Tasks to carry out:
**A.** In the notebook code, what id is the custom environment registered under?
**B.** From the notebook code, extract the stretch from "from pkg_resources import" through "(assumes enemy_doorkey_env.py exists)".

+++ Source passage

In [1]:
import gymnasium as gym
import numpy as np
from collections import defaultdict
from gymnasium.envs.registration import register
import minigrid


  from pkg_resources import resource_stream, resource_exists


In [2]:


# ==========================================================
# 0) Register your custom env (assumes enemy_doorkey_env.py exists)
# ==========================================================
register(
    id="MiniGrid-DoorKey-6x6-Enemy-v0",
    entry_point="enemy_doorkey_env:DoorKeyWithEnemyEnv",
    kwargs={"size":6}
)

# ==========================================================
# 1) Useful actions only (DoorKey)
# ==========================================================
USEFUL_ACTIONS = [0, 1, 2, 3, 5]  # left, right, forward, pickup, toggle

def sample_useful_action():
    return int(np.random.choice(USEFUL_ACTIONS))

++++++
+++ Material provided

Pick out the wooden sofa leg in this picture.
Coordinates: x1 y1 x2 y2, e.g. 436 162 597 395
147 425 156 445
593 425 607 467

++++++

Answer set:
**A.** MiniGrid-DoorKey-6x6-Enemy-v0

**B.**
from pkg_resources import resource_stream, resource_exists


In [2]:


# ==========================================================
# 0) Register your custom env (assumes enemy_doorkey_env.py exists)